→ **Data excerpts**
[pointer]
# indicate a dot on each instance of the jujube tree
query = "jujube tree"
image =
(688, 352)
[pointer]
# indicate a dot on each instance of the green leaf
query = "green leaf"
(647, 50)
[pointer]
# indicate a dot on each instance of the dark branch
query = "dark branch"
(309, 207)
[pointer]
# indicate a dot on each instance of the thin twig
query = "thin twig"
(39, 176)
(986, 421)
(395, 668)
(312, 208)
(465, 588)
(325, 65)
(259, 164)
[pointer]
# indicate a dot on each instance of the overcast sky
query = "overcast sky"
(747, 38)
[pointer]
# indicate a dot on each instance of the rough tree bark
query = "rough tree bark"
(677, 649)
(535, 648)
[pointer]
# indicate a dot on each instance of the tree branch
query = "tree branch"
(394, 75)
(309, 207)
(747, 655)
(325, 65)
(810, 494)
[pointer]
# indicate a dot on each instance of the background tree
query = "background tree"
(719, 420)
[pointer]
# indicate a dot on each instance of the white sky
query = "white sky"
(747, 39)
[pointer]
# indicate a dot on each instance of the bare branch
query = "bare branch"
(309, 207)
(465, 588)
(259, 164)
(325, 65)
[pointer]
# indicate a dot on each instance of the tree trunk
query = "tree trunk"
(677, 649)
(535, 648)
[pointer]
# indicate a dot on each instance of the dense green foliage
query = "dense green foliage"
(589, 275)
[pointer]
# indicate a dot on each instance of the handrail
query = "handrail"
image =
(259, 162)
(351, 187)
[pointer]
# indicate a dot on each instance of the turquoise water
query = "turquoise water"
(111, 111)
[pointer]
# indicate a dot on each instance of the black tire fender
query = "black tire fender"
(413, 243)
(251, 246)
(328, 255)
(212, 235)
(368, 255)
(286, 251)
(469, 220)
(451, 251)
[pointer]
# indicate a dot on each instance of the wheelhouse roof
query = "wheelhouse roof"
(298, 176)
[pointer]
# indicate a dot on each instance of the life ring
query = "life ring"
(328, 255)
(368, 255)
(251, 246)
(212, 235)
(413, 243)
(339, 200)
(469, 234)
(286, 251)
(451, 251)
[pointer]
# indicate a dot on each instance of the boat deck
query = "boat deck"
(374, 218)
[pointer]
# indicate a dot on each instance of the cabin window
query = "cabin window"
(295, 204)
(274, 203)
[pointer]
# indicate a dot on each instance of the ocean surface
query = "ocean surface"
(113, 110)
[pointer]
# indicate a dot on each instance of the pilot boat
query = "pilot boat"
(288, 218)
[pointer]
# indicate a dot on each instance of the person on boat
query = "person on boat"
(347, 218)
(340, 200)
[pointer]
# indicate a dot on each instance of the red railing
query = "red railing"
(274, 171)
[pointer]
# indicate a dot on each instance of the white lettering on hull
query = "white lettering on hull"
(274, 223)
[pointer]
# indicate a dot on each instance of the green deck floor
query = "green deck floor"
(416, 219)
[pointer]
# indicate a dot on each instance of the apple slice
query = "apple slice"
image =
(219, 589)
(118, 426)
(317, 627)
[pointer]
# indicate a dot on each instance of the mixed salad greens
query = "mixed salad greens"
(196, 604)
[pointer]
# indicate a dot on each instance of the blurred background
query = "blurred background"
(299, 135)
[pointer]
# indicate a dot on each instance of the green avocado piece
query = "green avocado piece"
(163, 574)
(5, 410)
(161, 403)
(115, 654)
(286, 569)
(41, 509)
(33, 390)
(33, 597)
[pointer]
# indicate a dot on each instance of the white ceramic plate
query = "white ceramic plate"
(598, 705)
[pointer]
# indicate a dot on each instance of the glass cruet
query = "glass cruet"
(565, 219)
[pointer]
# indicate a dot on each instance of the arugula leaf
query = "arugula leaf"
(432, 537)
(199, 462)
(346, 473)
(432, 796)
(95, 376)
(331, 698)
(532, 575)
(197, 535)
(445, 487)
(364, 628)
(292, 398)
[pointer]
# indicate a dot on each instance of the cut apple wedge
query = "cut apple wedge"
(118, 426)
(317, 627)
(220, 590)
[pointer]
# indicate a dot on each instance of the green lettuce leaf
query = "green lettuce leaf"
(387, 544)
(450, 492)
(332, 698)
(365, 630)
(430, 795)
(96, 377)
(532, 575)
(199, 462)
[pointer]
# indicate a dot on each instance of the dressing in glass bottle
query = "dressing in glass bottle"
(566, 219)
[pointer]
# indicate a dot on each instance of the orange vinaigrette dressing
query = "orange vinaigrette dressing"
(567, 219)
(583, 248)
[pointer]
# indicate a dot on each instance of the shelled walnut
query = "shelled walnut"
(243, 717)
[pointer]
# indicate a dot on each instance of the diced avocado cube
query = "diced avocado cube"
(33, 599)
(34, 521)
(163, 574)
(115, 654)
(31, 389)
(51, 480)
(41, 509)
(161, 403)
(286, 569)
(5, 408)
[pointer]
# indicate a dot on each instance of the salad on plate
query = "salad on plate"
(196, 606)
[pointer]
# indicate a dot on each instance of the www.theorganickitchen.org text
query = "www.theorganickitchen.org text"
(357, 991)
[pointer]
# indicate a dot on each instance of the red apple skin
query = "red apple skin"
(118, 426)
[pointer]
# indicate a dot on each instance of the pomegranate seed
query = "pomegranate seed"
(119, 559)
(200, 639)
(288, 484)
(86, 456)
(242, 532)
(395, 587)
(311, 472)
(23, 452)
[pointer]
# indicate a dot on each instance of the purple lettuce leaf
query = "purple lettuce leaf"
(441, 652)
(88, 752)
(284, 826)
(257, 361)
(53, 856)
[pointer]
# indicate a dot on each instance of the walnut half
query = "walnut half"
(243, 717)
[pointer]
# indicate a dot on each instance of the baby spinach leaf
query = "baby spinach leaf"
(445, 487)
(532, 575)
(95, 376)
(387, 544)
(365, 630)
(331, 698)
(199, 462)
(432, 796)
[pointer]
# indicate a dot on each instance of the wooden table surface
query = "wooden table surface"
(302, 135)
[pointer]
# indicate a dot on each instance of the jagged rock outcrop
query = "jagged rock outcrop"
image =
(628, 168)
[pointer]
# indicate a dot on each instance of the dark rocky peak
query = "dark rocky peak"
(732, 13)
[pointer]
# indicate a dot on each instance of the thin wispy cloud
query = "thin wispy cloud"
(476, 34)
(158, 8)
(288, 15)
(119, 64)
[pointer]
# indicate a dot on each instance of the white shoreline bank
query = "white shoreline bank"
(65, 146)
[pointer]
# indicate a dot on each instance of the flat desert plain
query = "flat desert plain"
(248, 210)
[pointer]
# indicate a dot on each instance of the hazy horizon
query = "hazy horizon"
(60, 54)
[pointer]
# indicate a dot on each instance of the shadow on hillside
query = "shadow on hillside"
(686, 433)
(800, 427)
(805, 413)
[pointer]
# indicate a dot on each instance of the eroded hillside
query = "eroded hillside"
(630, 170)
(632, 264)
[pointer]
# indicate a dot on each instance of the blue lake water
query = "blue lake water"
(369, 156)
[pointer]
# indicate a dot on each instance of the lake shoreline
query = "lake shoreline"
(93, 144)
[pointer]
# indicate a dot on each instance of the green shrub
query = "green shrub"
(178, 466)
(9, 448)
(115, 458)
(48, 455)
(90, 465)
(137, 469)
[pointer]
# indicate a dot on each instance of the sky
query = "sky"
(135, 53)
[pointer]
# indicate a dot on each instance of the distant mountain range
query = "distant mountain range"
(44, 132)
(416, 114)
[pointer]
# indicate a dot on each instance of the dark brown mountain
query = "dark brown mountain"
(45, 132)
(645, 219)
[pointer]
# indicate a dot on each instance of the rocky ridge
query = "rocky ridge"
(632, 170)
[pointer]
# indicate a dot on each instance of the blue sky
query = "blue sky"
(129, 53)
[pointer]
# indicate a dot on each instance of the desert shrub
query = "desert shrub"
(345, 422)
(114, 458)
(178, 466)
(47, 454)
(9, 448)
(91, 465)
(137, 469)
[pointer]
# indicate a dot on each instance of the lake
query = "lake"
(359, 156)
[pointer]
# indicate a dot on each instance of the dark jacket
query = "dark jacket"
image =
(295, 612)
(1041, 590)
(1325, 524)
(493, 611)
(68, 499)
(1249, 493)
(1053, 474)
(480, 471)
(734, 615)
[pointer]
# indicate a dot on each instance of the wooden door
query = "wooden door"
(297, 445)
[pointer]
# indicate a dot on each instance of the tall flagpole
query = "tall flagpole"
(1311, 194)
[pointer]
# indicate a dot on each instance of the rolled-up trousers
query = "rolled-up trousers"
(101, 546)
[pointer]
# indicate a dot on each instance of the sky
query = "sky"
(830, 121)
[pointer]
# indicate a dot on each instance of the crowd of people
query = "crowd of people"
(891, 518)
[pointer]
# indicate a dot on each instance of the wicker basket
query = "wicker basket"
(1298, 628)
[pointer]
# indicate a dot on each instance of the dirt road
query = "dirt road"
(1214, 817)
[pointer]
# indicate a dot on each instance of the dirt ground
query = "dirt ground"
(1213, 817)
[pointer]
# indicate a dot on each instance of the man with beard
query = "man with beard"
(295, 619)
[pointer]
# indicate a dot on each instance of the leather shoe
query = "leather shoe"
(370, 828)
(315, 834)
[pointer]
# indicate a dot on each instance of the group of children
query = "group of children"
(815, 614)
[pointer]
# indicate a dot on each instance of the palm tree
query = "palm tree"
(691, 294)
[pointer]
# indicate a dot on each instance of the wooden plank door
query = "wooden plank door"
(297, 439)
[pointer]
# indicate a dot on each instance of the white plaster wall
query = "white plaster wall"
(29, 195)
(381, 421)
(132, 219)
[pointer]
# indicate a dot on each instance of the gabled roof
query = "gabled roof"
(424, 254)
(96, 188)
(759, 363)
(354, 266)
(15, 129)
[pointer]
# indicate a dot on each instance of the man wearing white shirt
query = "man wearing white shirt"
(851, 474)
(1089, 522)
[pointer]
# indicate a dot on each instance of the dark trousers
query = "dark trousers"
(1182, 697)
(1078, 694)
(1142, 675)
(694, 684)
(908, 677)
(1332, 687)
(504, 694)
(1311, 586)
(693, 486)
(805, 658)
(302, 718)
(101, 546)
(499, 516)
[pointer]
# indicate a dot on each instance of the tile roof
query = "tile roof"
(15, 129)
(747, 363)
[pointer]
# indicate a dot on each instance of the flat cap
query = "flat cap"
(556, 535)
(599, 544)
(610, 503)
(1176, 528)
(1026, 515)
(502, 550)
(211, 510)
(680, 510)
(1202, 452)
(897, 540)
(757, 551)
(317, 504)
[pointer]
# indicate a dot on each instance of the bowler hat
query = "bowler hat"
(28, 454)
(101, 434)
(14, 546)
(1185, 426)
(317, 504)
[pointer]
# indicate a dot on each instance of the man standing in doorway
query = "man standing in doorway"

→ **Problem details**
Identify every line of the entries above that contains the string "palm", and copy each such line in full. Matching is case-sensitive.

→ **Answer for this exercise**
# indicate a dot on each instance of the palm tree
query = "palm tree"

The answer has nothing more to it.